### YOUR OBJECTIVE:
Collect every line below that contains the string "bird" and copy each one in full.

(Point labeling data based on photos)
[BEGIN]

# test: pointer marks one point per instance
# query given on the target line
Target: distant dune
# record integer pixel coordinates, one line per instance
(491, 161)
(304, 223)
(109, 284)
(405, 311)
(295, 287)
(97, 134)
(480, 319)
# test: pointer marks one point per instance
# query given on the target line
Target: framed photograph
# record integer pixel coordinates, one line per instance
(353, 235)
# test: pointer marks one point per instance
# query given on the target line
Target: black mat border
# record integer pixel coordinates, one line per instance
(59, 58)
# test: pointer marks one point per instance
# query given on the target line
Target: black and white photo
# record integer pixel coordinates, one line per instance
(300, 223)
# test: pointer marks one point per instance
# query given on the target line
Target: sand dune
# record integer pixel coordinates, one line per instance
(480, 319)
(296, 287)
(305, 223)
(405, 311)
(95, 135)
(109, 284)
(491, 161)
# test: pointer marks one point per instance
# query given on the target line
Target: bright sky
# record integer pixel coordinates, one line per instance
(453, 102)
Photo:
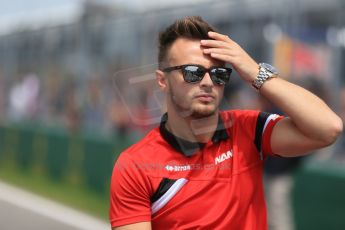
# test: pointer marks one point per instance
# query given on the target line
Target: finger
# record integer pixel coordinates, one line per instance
(218, 50)
(214, 43)
(218, 36)
(222, 57)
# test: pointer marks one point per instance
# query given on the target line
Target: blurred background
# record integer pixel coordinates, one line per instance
(77, 87)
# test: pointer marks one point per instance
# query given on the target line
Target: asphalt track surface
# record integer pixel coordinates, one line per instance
(22, 210)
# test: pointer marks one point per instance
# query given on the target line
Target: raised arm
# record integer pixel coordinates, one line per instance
(310, 124)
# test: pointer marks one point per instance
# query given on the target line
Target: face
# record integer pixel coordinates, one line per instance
(199, 99)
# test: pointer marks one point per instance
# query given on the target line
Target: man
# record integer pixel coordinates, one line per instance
(202, 168)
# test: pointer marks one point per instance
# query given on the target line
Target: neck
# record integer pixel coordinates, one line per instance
(192, 129)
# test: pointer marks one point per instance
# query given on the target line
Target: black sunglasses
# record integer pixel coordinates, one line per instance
(195, 73)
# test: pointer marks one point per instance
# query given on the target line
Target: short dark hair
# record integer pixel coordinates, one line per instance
(193, 27)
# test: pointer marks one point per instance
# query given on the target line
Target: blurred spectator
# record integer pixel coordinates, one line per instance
(72, 109)
(93, 108)
(23, 99)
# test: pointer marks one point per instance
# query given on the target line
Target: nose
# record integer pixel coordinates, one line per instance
(206, 81)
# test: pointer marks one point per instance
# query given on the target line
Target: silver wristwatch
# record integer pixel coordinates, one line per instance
(266, 71)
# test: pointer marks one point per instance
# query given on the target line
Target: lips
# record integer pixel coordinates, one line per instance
(205, 97)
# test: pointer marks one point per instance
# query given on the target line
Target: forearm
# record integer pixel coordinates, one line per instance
(308, 112)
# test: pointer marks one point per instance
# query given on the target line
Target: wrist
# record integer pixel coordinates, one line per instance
(265, 72)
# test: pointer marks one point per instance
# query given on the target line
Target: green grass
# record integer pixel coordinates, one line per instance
(75, 196)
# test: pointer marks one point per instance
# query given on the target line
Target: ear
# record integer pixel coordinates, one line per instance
(161, 80)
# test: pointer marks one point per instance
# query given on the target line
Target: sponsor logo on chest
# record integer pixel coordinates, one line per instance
(223, 157)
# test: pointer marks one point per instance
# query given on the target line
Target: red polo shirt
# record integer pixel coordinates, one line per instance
(177, 184)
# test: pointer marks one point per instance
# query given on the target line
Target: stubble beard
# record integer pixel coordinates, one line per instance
(193, 111)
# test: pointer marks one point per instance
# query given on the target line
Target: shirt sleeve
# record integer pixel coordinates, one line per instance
(264, 127)
(129, 194)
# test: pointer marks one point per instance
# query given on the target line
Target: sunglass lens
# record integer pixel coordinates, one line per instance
(193, 74)
(220, 75)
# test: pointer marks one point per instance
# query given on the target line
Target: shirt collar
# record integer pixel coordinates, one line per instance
(186, 147)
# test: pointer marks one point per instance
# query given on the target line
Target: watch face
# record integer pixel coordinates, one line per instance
(269, 68)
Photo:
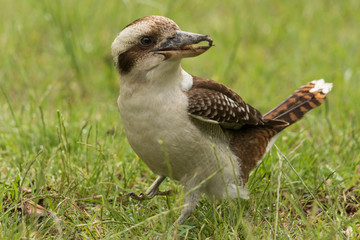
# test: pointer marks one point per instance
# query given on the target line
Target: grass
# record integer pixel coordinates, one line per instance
(65, 164)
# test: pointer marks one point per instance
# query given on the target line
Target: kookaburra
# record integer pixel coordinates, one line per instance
(192, 129)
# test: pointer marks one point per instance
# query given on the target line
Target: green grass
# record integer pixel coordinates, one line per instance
(62, 144)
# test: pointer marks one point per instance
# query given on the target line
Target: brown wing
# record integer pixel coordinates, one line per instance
(213, 102)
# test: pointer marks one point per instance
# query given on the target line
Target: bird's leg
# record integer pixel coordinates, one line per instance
(152, 191)
(190, 202)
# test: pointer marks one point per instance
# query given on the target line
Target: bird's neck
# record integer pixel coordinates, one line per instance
(167, 76)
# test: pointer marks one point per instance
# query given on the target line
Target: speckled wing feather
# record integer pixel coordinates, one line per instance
(211, 101)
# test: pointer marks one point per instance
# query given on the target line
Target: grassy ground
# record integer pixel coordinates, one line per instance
(65, 164)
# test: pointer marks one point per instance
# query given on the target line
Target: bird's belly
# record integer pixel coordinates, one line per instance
(165, 139)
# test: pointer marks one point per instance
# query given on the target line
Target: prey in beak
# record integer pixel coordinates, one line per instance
(183, 45)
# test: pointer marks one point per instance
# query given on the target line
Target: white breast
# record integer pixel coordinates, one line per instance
(161, 132)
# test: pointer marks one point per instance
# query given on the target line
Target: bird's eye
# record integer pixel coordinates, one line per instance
(146, 41)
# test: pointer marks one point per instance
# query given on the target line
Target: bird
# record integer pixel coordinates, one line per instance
(196, 131)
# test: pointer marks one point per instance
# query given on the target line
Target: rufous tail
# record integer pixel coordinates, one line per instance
(300, 102)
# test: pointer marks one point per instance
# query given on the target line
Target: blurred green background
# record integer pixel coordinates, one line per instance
(58, 97)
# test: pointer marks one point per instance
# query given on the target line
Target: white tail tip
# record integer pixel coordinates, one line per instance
(321, 85)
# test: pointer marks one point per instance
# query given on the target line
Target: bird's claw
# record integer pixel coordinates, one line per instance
(150, 195)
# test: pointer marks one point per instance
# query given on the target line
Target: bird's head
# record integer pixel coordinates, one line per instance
(153, 41)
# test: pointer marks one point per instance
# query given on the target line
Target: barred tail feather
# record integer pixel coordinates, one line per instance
(300, 102)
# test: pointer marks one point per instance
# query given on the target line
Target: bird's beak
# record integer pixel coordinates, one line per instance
(184, 44)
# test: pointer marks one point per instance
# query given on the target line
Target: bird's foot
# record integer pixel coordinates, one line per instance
(149, 195)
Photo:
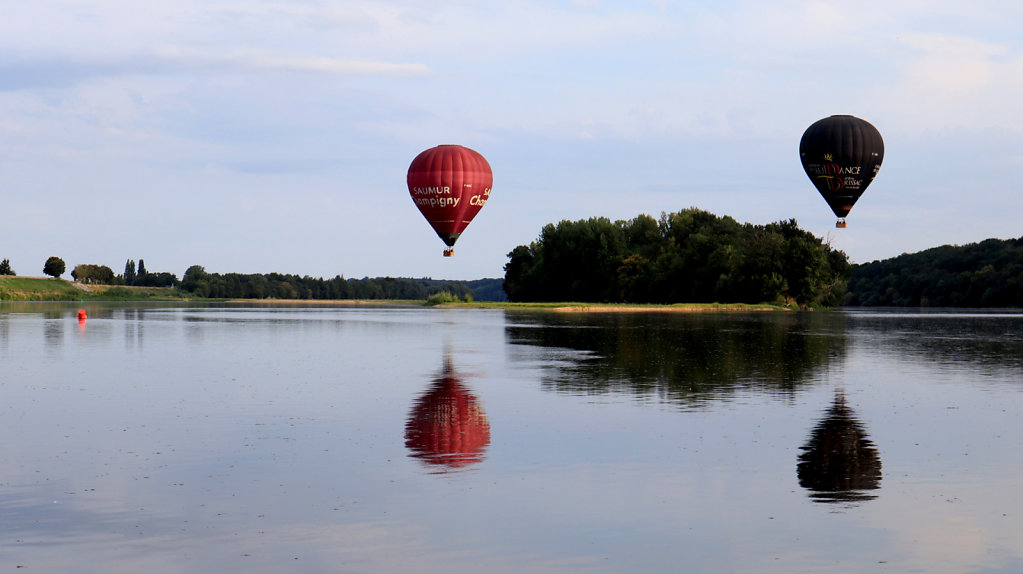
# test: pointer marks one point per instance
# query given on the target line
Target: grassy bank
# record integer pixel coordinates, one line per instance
(616, 307)
(40, 289)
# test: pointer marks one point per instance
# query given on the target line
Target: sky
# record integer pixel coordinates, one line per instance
(269, 136)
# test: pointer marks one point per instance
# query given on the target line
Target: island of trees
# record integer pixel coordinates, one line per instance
(691, 256)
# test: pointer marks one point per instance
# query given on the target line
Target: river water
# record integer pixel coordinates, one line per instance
(170, 438)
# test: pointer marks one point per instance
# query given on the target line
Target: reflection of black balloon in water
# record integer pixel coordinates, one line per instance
(839, 464)
(447, 427)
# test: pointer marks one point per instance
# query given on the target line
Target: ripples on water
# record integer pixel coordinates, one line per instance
(326, 439)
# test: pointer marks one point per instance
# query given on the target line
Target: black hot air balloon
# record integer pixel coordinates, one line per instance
(841, 155)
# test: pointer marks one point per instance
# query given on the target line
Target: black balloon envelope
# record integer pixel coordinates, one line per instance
(841, 155)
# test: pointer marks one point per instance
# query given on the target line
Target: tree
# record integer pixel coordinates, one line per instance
(54, 267)
(130, 272)
(89, 273)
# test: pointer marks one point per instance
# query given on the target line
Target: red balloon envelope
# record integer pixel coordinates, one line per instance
(449, 184)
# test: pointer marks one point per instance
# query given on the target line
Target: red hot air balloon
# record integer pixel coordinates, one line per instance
(449, 184)
(841, 155)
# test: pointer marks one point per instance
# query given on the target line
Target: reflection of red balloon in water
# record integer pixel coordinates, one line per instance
(447, 427)
(449, 184)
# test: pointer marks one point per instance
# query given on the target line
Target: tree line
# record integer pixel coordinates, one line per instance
(691, 256)
(984, 274)
(278, 285)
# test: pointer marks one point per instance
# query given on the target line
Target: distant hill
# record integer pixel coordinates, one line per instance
(984, 274)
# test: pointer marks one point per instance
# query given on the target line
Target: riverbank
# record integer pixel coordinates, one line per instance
(561, 307)
(44, 289)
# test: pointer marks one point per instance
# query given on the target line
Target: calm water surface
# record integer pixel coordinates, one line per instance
(364, 440)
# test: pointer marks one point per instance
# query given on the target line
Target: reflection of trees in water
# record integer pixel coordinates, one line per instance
(447, 427)
(984, 340)
(839, 464)
(682, 357)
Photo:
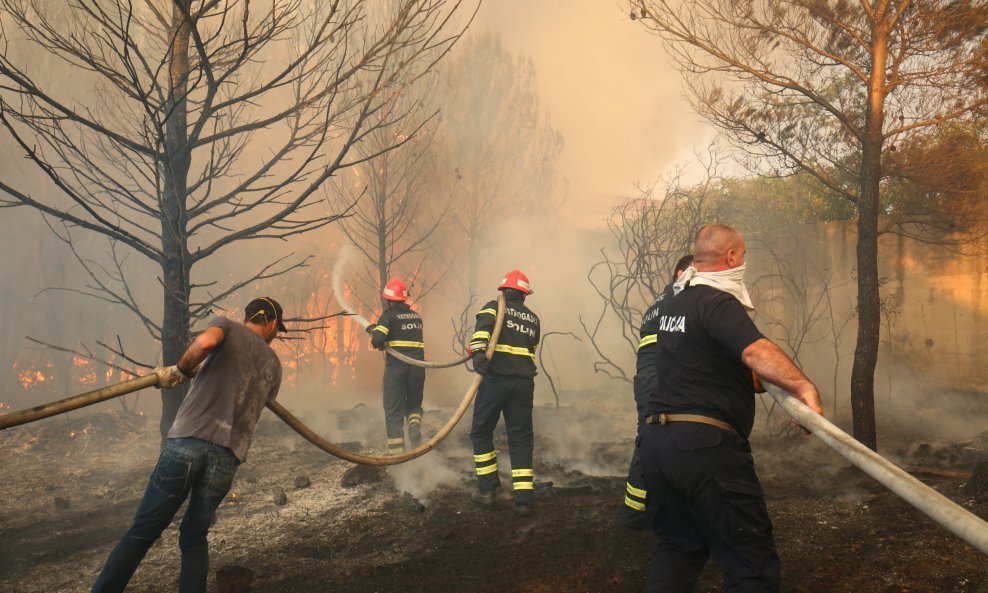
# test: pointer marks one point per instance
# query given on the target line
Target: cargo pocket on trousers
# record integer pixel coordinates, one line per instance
(743, 515)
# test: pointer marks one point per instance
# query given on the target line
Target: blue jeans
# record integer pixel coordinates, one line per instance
(187, 468)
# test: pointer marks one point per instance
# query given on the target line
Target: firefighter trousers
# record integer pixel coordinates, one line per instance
(635, 494)
(403, 387)
(708, 502)
(513, 397)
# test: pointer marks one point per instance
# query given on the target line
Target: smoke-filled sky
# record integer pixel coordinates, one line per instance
(607, 86)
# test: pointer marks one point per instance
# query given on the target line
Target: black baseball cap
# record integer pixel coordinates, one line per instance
(269, 308)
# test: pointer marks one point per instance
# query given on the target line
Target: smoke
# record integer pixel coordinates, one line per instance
(346, 252)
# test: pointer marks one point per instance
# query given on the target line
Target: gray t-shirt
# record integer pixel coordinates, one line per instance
(230, 391)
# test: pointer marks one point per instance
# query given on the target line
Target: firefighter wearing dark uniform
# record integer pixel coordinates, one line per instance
(695, 452)
(644, 385)
(400, 328)
(508, 387)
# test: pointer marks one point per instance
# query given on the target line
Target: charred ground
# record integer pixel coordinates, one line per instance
(67, 499)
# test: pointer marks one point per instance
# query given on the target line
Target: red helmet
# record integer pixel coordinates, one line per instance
(515, 279)
(395, 290)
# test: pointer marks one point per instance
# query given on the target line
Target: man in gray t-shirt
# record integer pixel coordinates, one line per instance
(238, 375)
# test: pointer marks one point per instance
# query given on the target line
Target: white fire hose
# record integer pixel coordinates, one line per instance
(961, 522)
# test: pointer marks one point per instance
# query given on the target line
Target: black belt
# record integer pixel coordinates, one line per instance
(663, 419)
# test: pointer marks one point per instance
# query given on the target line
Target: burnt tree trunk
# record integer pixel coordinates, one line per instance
(869, 202)
(176, 264)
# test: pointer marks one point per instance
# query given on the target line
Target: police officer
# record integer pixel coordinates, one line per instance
(400, 328)
(644, 384)
(508, 387)
(694, 446)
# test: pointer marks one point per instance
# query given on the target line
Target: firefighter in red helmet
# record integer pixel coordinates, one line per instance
(508, 388)
(400, 328)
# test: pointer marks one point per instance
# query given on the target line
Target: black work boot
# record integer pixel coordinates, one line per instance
(484, 498)
(415, 435)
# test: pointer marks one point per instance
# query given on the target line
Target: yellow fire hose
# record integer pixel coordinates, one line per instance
(79, 401)
(151, 380)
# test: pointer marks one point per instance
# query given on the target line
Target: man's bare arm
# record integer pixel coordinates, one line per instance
(200, 348)
(772, 364)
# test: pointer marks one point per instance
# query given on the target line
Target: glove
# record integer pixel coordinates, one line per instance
(169, 377)
(481, 364)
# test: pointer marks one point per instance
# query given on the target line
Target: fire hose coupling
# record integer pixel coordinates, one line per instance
(171, 376)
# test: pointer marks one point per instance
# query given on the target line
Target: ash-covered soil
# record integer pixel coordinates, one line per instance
(66, 500)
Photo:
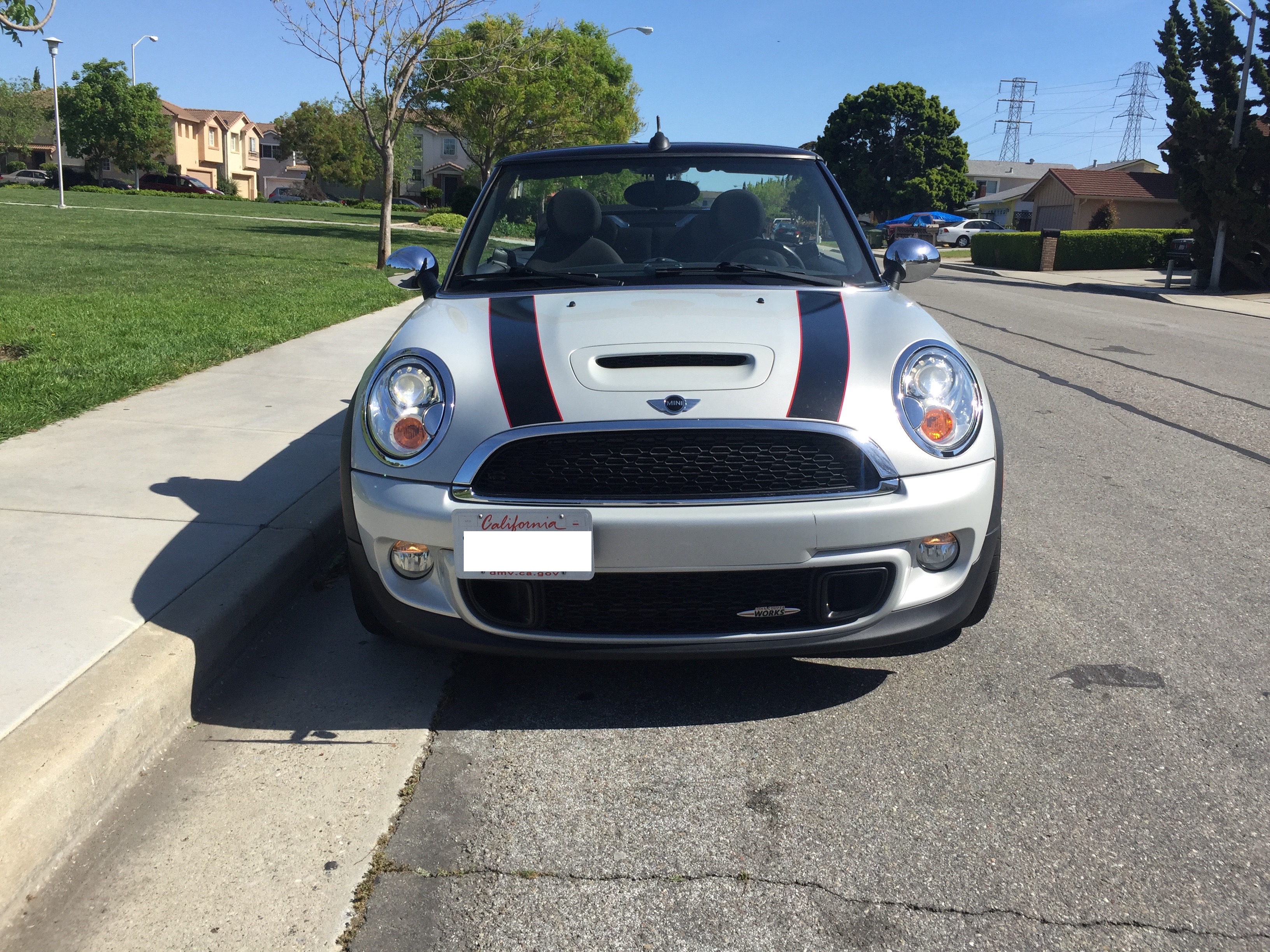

[END]

### REPLY TO THE EXERCISE:
Target: bird's leg
Target: bird's neck
Target: bird's belly
Target: bird's eye
Target: bird
Target: bird's claw
Target: bird's head
Target: bird's beak
Target: bird's foot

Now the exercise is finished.